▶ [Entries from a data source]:
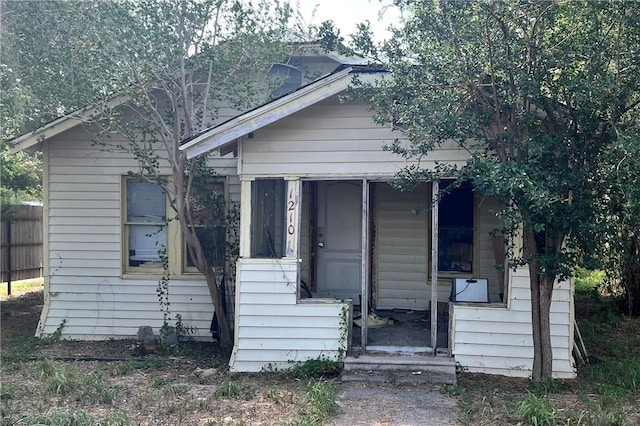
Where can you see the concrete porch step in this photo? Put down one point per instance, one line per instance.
(388, 368)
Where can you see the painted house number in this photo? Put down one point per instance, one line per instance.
(291, 229)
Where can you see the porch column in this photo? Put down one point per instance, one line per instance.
(364, 307)
(293, 214)
(435, 187)
(245, 217)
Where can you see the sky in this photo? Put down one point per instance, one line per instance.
(347, 13)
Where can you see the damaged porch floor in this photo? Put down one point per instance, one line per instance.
(400, 352)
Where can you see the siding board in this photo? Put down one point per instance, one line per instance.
(85, 283)
(499, 340)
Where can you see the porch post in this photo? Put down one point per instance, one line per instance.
(292, 248)
(435, 187)
(245, 217)
(364, 307)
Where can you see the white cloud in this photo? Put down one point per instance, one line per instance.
(347, 13)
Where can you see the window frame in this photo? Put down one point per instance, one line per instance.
(126, 226)
(184, 264)
(449, 273)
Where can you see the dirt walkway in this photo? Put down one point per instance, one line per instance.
(394, 405)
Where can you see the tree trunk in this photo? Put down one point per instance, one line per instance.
(631, 275)
(541, 292)
(218, 306)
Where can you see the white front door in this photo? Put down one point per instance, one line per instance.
(339, 230)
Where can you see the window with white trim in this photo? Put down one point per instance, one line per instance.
(455, 231)
(149, 235)
(145, 223)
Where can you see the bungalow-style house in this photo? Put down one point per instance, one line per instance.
(333, 260)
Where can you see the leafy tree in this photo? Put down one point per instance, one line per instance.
(544, 95)
(173, 62)
(20, 177)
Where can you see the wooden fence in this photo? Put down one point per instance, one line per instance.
(21, 243)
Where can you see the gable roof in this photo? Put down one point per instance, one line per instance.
(83, 115)
(60, 125)
(272, 111)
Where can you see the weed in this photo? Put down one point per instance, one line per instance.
(65, 381)
(550, 387)
(228, 389)
(319, 401)
(316, 368)
(461, 368)
(536, 410)
(586, 280)
(56, 335)
(11, 391)
(149, 363)
(20, 349)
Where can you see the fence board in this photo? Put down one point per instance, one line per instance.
(24, 224)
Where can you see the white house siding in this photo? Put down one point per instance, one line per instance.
(498, 340)
(329, 139)
(401, 251)
(85, 285)
(401, 248)
(273, 327)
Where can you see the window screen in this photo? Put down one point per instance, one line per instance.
(145, 222)
(267, 218)
(455, 233)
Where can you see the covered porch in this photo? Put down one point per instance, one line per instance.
(319, 255)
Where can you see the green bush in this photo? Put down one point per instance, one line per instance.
(317, 368)
(587, 281)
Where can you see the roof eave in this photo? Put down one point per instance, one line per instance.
(60, 125)
(273, 111)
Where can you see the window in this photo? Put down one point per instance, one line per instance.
(455, 234)
(146, 223)
(267, 218)
(284, 79)
(210, 227)
(148, 229)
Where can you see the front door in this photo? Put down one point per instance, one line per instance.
(338, 236)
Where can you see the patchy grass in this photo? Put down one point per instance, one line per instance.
(35, 388)
(606, 391)
(18, 288)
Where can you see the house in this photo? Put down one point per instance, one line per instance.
(317, 211)
(323, 238)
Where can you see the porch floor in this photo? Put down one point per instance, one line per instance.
(409, 329)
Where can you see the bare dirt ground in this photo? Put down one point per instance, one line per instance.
(173, 390)
(177, 389)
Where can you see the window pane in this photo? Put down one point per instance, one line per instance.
(267, 218)
(213, 242)
(145, 201)
(146, 222)
(455, 233)
(144, 243)
(455, 249)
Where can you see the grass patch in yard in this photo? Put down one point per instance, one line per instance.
(606, 391)
(587, 281)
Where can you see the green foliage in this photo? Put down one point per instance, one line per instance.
(587, 281)
(21, 178)
(229, 389)
(508, 83)
(316, 368)
(65, 381)
(319, 401)
(536, 410)
(148, 363)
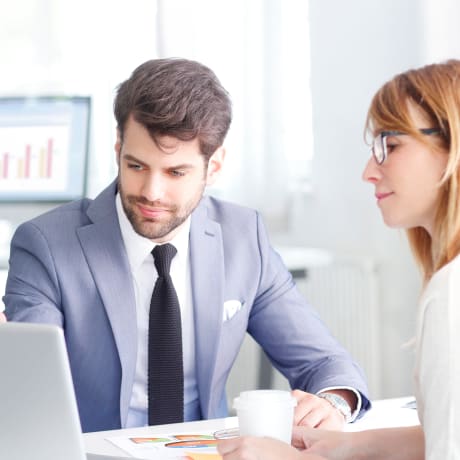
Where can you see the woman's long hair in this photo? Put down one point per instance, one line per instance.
(435, 90)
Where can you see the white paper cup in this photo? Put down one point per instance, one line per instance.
(266, 413)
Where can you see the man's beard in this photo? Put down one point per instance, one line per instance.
(151, 228)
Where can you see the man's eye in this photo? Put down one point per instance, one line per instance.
(391, 147)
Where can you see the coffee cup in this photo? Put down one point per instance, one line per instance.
(265, 413)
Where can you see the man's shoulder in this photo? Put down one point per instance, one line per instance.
(63, 214)
(217, 209)
(79, 212)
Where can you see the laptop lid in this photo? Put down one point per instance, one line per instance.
(38, 411)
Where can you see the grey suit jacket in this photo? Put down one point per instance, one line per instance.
(69, 267)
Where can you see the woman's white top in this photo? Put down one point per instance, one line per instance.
(437, 367)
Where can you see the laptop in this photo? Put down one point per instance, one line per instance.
(38, 411)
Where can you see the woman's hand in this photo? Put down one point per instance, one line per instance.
(254, 448)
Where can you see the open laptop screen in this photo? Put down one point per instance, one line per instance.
(38, 411)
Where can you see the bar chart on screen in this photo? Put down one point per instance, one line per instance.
(44, 144)
(34, 157)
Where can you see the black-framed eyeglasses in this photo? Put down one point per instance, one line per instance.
(379, 145)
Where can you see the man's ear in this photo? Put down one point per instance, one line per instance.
(215, 165)
(118, 144)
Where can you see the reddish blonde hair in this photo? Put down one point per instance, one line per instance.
(435, 90)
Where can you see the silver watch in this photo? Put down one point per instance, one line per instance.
(339, 403)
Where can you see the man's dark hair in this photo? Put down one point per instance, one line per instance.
(176, 97)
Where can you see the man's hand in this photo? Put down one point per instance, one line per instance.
(253, 448)
(316, 412)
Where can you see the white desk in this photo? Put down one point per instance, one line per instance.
(385, 413)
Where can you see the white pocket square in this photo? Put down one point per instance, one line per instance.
(231, 308)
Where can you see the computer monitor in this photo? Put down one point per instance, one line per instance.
(43, 148)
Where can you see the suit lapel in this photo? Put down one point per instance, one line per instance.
(207, 274)
(104, 250)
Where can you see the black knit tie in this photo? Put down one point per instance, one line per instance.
(165, 369)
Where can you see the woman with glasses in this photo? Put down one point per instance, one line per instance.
(415, 170)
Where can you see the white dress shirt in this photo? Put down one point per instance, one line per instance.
(144, 276)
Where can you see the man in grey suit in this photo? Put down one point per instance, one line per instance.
(87, 267)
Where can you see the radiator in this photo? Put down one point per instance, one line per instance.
(344, 291)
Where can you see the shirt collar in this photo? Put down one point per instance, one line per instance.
(138, 248)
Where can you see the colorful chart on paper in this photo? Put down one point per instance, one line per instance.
(182, 446)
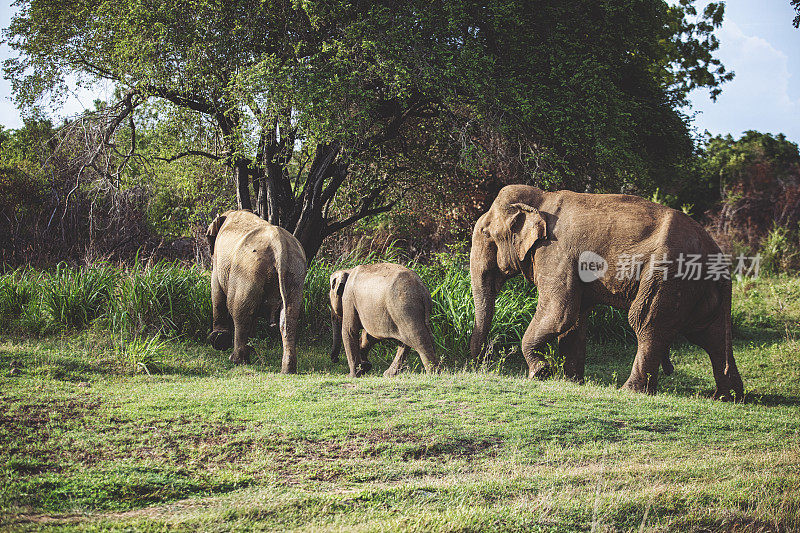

▶ [STATED TASK]: Rewrite every line of the records above as a numbered list, dropping blank lines and leaving out the pictures.

▶ [SOLVED EXERCISE]:
1. Where can you see the concrete porch step in this photo? Put down one point per instance, one line per instance.
2. (388, 368)
3. Where can you see the painted house number in this photo? Put down one point per instance, one line per instance.
4. (291, 229)
5. Where can you see the porch column in this photo? Put down one point per instance, one line per instance.
6. (364, 307)
7. (293, 214)
8. (435, 187)
9. (245, 217)
10. Where can you see the sky in this photo? Put down one point per instance, one line per instance.
11. (347, 13)
12. Where can you see the damaged porch floor in this photo? Put down one point per instance, one line per instance.
13. (400, 352)
14. Where can you see the siding board in this photo? Put down one point per instance, one line per instance.
15. (85, 283)
16. (499, 340)
17. Where can you see the porch post in this photo? Put down one point per instance, one line per instance.
18. (292, 248)
19. (435, 187)
20. (245, 217)
21. (364, 307)
22. Where can you see the white cloud in this photo? Put down one point per instance, one line per instance.
23. (347, 13)
24. Where can you see the window frame in this photo? Put down one point per instance, one line per instance.
25. (126, 226)
26. (184, 264)
27. (449, 273)
28. Where can you see the dirt walkway in this photo? Put down one point per instance, one line per instance.
29. (394, 405)
30. Where can you see the tree trunk in this photo? Put down one point per instance, one line per instance.
31. (631, 275)
32. (541, 292)
33. (218, 306)
34. Where can you see the white front door in this photo? Put down one point per instance, one line per instance.
35. (339, 230)
36. Where can you see the window with white trim in this photo? Put down one point per instance, one line per instance.
37. (455, 231)
38. (149, 235)
39. (145, 223)
40. Where can you see the bungalow-style house in this photo? Put down one point per instance, one line per instance.
41. (333, 260)
42. Where can you see the leafy tree in this photo? Put down one point per instance, one line per instance.
43. (544, 95)
44. (173, 62)
45. (20, 177)
46. Where can you see the wooden fence in this photo? Put down one point per instance, one line per instance.
47. (21, 243)
48. Where can you see the gable roof in this photo? Put down one point per instance, one line per instance.
49. (83, 115)
50. (60, 125)
51. (272, 111)
52. Where can you see the weed in this photo? Put down one point per instance, one line per instance.
53. (65, 381)
54. (550, 387)
55. (228, 389)
56. (319, 401)
57. (316, 368)
58. (461, 368)
59. (536, 410)
60. (586, 280)
61. (56, 335)
62. (11, 391)
63. (149, 363)
64. (20, 349)
65. Where can you see the fence board in this photo? Put down one point per instance, one line per instance.
66. (24, 224)
67. Where can you see the white house siding in this photo? Put down one point per instance, one line per instance.
68. (498, 340)
69. (329, 139)
70. (401, 251)
71. (85, 285)
72. (401, 248)
73. (273, 327)
74. Where can you see the window screen in this photo? Put down one point per instance, one line per instance.
75. (145, 222)
76. (267, 218)
77. (455, 233)
78. Where can you see the covered porch in this photo? Put down one point per instance, one line per instance.
79. (319, 255)
80. Where can you see the green bush in this photo? Put down one point per instance, one line per instance.
81. (317, 368)
82. (587, 281)
83. Where can you see the roof eave in this photo? Put down one point per instance, one line per instance.
84. (60, 125)
85. (273, 111)
86. Where can you see the window in this photo? Put down one point per instance, one line per instance.
87. (455, 234)
88. (146, 223)
89. (267, 218)
90. (284, 79)
91. (210, 227)
92. (148, 229)
93. Where can you see the front door in this photo? Put down one point per instance, one line per instance.
94. (338, 236)
95. Where can you see the patchy grass in this photo? Put down one point per instance, one line per instance.
96. (35, 388)
97. (606, 391)
98. (18, 288)
99. Where can you see the house in this photo? Put down one point per instance, one line per instance.
100. (317, 211)
101. (323, 238)
102. Where can you see the porch floor in this photo? Put down one point per instance, one line per instance.
103. (409, 329)
104. Where can you see the bare dirt ground in this photo? Put down one point per instance, one line per instance.
105. (173, 390)
106. (177, 389)
107. Where can you see the window pane in this photo? Put down one point per instance, one line per instance.
108. (267, 218)
109. (213, 242)
110. (145, 201)
111. (146, 222)
112. (455, 233)
113. (144, 243)
114. (455, 249)
115. Where can you see the grass patch in yard in this photo? Put down one point per instance, one line per instance.
116. (606, 391)
117. (587, 281)
118. Where can you see the green foliage in this photo? Put down one point per instance, one line per instance.
119. (587, 281)
120. (21, 178)
121. (229, 389)
122. (508, 83)
123. (316, 368)
124. (65, 381)
125. (319, 401)
126. (536, 410)
127. (148, 363)
128. Where can you see the woman's long hair in this photo? Put down one point per instance, one line per instance.
129. (435, 90)
130. Where can you see the white paper cup in this photo? Put down one point per instance, one line per instance.
131. (266, 413)
132. Where can you see the man's beard in this photo? Put down one point per instance, one line per instance.
133. (151, 228)
134. Where can you see the man's eye in this photo? Put down one point per instance, one line per instance.
135. (391, 147)
136. Where can you see the coffee cup in this photo? Put down one point per instance, one line per instance.
137. (265, 413)
138. Where can you see the man's shoulder in this photo? Put down one point per instance, one line per instance.
139. (63, 214)
140. (217, 209)
141. (79, 212)
142. Where can you see the laptop lid in this photo? Put down one point per instance, one line per instance.
143. (38, 411)
144. Where can you see the grey suit jacket in this photo? Put down one point per instance, one line per instance.
145. (69, 267)
146. Where can you see the woman's white top in this photo? Put down one point per instance, one line per instance.
147. (437, 367)
148. Where can you see the laptop in this photo? Put down one point per instance, one line per instance.
149. (38, 411)
150. Where can you see the woman's hand in this photo? Put down one point per instance, one line per instance.
151. (254, 448)
152. Where can you see the open laptop screen in this photo? Put down one point per instance, one line per instance.
153. (38, 411)
154. Where can you see the bar chart on screen in this photo? Put down one point per instance, one line per instance.
155. (44, 144)
156. (34, 157)
157. Where can you see the black-framed eyeglasses in this photo? Put down one point per instance, one line per instance.
158. (379, 145)
159. Where can you see the man's ear in this photo? Put down one point per instance, one line per instance.
160. (215, 165)
161. (118, 144)
162. Where can you see the reddish blonde hair in this photo? Put down one point per instance, one line per instance.
163. (435, 90)
164. Where can you see the silver watch in this photo? Put down one point per instance, one line per instance.
165. (339, 403)
166. Where can you see the man's dark hair in this photo? Put down one point per instance, one line per instance.
167. (176, 97)
168. Where can you see the man's hand in this photo? Put down one point per instance, one line per instance.
169. (253, 448)
170. (316, 412)
171. Where can you see the white desk in this photo? Put down one point per instance, one line per instance.
172. (385, 413)
173. Where can you see the white pocket square in this photo? Put down one point per instance, one line per instance.
174. (231, 308)
175. Where can you see the computer monitor in this photo? Put down one point per instance, one line per instance.
176. (43, 148)
177. Where can you see the suit lapel in this photo? Put down one point per instance, one line per instance.
178. (207, 274)
179. (104, 250)
180. Where can you see the black knit tie in this photo? Put down one point per instance, one line per instance.
181. (165, 369)
182. Where can you see the woman with glasses in this photo? Put down one point per instance, one line per instance.
183. (415, 170)
184. Where can you see the white dress shirt in this photo? Put down one point per instance, one line per instance.
185. (144, 276)
186. Where can you see the man in grey suit in this photo? Put down one point per instance, one line per instance.
187. (87, 267)
188. Where can you see the radiator in this photo? Put down one point per instance, one line per instance.
189. (344, 291)
190. Where can you see the shirt collar in this photo? Put down one point per instance, one line per instance.
191. (138, 248)
192. Where can you see the colorful chart on paper in this photo? Put down one point per instance, one line per instance.
193. (182, 446)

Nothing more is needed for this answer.